**EXERCISE BRIEF:** Can you output the items from the line containing "dirt ground, one" through the end of the items, inclusive, as a two-column CSV with the headers instruction and points? Use one row per item, holding its text and its answer, with each value in a single quoted field and line breaks turned into spaces.

**DATA PROVIDED:**

****

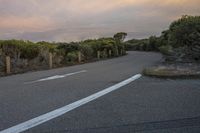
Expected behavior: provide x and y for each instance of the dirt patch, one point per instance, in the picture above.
(181, 70)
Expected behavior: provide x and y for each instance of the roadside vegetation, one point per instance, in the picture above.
(27, 55)
(180, 46)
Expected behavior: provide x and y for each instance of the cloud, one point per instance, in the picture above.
(59, 20)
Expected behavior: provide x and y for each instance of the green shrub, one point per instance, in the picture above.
(19, 49)
(166, 49)
(87, 51)
(72, 57)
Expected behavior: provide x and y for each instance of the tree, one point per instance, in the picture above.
(119, 37)
(181, 31)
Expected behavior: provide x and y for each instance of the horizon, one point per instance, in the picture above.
(76, 20)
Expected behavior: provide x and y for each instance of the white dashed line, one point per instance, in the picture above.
(58, 112)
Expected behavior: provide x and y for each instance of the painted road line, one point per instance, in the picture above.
(58, 112)
(55, 77)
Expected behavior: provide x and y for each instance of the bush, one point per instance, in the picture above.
(19, 49)
(87, 51)
(166, 49)
(72, 57)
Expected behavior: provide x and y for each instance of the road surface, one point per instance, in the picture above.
(144, 104)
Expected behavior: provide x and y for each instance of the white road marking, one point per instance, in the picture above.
(58, 112)
(55, 77)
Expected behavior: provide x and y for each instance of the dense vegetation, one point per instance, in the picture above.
(180, 41)
(27, 54)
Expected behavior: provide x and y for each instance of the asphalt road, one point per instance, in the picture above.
(146, 105)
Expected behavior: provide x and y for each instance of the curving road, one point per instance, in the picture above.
(117, 100)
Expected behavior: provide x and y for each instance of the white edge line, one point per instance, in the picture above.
(58, 112)
(55, 77)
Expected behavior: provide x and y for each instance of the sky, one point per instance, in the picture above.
(75, 20)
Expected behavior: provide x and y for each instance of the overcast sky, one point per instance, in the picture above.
(71, 20)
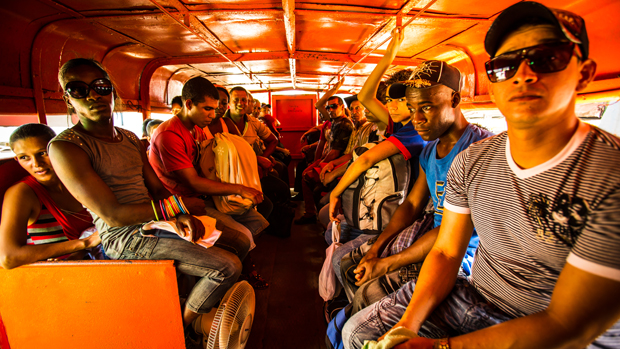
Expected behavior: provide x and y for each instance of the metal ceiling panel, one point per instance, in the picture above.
(248, 32)
(323, 32)
(471, 7)
(385, 4)
(93, 5)
(160, 32)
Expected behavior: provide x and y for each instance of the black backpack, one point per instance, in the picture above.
(370, 201)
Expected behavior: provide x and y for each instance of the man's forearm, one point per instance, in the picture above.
(435, 282)
(415, 253)
(403, 217)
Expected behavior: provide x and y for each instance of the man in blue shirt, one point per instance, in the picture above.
(433, 97)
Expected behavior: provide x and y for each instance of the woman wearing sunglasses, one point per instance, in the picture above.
(40, 218)
(395, 114)
(106, 169)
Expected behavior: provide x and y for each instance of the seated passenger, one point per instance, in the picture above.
(262, 141)
(435, 102)
(40, 218)
(331, 146)
(174, 157)
(404, 139)
(150, 128)
(106, 169)
(545, 200)
(176, 105)
(174, 154)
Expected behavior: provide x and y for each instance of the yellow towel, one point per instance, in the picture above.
(392, 338)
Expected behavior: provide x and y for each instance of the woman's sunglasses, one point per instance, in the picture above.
(542, 59)
(80, 89)
(332, 106)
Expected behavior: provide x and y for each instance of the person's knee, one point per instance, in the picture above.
(350, 335)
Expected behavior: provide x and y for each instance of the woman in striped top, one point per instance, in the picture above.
(40, 218)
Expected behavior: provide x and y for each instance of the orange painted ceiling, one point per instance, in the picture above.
(152, 47)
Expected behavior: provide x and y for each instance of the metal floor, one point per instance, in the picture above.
(289, 314)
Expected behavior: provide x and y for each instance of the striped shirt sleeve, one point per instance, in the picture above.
(596, 250)
(456, 190)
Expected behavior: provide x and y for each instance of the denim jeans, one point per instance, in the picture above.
(464, 310)
(218, 267)
(250, 223)
(342, 253)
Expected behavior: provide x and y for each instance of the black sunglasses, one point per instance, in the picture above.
(542, 59)
(332, 106)
(80, 89)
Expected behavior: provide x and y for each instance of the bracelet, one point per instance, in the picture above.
(154, 210)
(443, 343)
(170, 207)
(163, 211)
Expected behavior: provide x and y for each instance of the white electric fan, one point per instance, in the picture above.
(231, 323)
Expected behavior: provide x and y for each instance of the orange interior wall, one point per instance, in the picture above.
(92, 304)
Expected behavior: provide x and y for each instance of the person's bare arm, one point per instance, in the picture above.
(18, 206)
(583, 306)
(152, 182)
(271, 143)
(407, 213)
(440, 269)
(372, 268)
(368, 93)
(320, 104)
(201, 185)
(381, 151)
(73, 167)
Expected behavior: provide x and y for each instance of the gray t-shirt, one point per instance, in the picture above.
(120, 166)
(531, 222)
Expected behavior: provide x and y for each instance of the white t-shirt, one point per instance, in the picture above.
(533, 221)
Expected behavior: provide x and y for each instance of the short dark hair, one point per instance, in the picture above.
(399, 76)
(78, 62)
(152, 123)
(196, 89)
(223, 89)
(340, 102)
(177, 100)
(31, 130)
(145, 123)
(240, 88)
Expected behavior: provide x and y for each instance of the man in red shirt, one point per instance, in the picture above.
(174, 154)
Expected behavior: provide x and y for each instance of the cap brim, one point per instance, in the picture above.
(512, 17)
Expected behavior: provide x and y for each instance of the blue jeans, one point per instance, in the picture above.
(464, 310)
(344, 250)
(250, 223)
(218, 267)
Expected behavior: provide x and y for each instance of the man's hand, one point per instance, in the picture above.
(264, 163)
(330, 177)
(335, 208)
(398, 34)
(417, 343)
(188, 224)
(92, 241)
(194, 205)
(250, 193)
(327, 169)
(370, 269)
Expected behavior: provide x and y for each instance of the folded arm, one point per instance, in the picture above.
(74, 169)
(18, 206)
(368, 93)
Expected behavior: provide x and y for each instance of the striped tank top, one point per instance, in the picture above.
(45, 229)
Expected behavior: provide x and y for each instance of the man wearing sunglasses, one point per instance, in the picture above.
(545, 199)
(333, 144)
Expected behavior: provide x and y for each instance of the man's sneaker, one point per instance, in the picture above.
(305, 220)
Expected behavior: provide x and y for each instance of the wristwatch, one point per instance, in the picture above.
(443, 343)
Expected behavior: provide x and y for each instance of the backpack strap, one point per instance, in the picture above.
(224, 127)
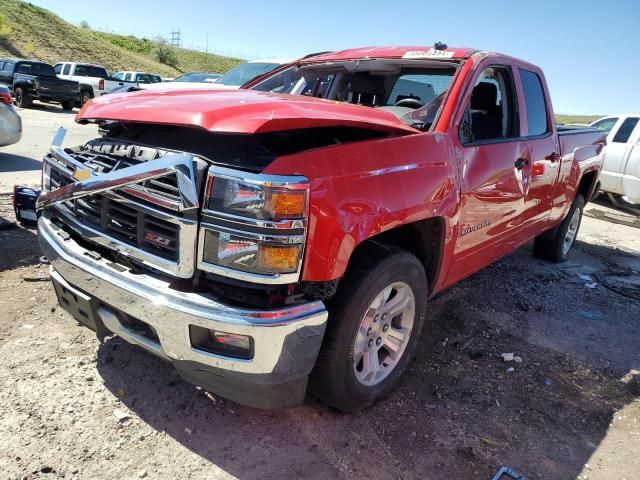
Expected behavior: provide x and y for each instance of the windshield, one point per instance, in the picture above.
(241, 74)
(197, 77)
(33, 68)
(413, 94)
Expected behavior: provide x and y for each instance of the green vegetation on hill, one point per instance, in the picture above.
(28, 31)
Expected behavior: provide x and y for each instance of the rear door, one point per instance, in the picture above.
(493, 174)
(619, 145)
(542, 147)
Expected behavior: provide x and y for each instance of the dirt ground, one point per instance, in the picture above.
(569, 409)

****

**ANSWER TO THE PROBLEM:**
instruction,points
"Expected behavior: provide x and y for each instance of the dirt ground, one point per instance, in the picture above.","(569, 409)"